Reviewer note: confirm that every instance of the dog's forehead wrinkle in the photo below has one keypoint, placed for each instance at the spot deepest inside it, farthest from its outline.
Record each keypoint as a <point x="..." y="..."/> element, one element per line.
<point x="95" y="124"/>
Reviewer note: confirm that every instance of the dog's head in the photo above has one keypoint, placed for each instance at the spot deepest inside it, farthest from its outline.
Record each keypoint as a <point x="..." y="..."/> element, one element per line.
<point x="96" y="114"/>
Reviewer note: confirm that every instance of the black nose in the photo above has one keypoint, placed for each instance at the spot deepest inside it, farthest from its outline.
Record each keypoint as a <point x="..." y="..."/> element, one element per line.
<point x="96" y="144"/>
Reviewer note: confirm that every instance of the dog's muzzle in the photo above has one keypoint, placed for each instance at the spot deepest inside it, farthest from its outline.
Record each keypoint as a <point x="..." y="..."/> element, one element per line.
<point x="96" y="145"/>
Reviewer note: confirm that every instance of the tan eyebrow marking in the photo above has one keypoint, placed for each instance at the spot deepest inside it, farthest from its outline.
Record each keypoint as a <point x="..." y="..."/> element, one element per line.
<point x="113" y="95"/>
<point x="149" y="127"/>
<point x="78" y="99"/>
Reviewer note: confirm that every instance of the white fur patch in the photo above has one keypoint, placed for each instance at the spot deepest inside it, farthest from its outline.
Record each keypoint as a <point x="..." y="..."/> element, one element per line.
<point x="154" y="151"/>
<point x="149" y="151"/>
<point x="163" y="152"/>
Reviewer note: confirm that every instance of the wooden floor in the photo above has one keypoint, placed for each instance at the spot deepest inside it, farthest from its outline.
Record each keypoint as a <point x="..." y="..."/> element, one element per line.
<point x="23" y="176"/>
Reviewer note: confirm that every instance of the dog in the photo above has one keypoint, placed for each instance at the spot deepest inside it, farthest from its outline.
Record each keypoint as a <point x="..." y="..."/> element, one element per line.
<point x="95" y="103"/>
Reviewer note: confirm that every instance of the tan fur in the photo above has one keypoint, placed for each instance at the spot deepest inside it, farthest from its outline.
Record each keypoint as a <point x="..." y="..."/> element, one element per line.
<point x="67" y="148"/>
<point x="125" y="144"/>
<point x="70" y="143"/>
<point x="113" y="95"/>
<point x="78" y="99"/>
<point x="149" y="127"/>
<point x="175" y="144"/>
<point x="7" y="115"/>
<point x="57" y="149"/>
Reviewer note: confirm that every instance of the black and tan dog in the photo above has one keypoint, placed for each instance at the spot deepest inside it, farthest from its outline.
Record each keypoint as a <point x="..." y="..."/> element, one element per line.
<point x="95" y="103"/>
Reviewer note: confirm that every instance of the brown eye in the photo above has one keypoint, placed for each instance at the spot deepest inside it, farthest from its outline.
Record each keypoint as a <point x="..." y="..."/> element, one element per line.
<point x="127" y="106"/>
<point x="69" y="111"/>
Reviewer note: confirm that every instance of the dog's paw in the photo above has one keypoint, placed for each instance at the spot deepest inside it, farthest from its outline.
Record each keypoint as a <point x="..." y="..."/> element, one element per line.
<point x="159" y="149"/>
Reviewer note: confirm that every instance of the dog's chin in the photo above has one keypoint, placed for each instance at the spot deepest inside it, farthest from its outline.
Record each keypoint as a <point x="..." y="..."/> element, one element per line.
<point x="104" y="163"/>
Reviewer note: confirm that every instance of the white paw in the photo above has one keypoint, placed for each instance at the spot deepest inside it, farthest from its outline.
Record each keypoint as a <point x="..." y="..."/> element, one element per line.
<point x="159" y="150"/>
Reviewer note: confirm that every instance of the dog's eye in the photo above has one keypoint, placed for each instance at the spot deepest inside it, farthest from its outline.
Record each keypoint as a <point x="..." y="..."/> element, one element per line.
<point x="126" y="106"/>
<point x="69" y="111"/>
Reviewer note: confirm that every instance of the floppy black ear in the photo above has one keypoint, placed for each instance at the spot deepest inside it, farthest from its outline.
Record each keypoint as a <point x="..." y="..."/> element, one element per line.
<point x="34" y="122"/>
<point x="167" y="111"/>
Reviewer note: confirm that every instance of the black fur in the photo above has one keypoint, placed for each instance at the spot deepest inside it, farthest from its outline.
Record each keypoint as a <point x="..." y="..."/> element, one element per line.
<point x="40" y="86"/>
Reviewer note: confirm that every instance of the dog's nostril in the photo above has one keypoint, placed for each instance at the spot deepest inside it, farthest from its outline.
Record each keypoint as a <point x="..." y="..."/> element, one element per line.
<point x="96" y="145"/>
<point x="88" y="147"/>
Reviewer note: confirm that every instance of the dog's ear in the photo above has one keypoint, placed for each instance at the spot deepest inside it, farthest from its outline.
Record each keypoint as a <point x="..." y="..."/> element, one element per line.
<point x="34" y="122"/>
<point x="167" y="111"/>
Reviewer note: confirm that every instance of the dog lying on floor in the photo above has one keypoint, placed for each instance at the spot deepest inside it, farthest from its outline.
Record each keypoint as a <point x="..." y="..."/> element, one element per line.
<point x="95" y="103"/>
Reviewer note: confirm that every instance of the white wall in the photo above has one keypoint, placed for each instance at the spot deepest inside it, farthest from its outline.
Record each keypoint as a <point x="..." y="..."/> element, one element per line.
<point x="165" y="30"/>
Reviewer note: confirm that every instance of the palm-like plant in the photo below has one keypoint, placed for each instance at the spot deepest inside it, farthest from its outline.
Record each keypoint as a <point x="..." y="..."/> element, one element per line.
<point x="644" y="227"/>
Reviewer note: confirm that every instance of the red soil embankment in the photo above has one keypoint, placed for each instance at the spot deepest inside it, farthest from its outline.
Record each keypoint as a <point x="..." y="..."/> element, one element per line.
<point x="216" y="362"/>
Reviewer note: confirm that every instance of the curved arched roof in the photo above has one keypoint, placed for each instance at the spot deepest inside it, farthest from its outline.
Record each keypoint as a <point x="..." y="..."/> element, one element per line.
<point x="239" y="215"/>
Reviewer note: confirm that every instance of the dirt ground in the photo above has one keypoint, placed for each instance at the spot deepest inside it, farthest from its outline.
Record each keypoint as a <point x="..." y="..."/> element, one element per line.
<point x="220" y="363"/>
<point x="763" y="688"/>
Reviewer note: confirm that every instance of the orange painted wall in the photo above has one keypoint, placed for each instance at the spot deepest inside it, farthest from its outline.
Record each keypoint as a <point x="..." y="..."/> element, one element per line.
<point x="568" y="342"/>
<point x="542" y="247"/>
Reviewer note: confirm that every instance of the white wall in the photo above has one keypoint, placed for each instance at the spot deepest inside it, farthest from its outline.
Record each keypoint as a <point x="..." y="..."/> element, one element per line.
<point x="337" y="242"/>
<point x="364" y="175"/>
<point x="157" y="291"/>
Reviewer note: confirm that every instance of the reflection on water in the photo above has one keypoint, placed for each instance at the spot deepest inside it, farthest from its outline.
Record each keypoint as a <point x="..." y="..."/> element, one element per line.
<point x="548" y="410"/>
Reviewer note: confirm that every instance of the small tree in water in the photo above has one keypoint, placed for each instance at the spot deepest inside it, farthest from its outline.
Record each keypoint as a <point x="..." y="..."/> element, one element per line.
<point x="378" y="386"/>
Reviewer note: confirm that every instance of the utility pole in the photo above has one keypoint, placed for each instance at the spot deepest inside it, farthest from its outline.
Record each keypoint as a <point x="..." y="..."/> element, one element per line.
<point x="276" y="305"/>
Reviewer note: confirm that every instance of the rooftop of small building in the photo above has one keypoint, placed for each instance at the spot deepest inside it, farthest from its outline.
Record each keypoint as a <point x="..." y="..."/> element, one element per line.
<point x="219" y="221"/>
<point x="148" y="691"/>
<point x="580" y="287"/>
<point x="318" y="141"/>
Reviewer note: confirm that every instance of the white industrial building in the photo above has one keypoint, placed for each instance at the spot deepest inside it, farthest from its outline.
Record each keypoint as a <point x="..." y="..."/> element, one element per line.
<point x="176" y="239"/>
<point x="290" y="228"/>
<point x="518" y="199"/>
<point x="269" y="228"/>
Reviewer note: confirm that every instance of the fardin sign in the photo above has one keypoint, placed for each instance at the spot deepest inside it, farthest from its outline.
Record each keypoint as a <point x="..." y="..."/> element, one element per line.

------------------------------------------------------------------------

**DIRECTIONS FOR THIS TASK**: Go through the entries. Report every line that contains the word "water".

**TASK RESULT**:
Reviewer note: confirm that every instance of the reflection on water in the photo above has one keypoint, placed for each instance at the spot deepest inside it, farthest from its outline.
Reviewer note: confirm that every instance of the small tree in water in the photo above has one keypoint, placed for each instance at the spot deepest inside it, farthest from its outline.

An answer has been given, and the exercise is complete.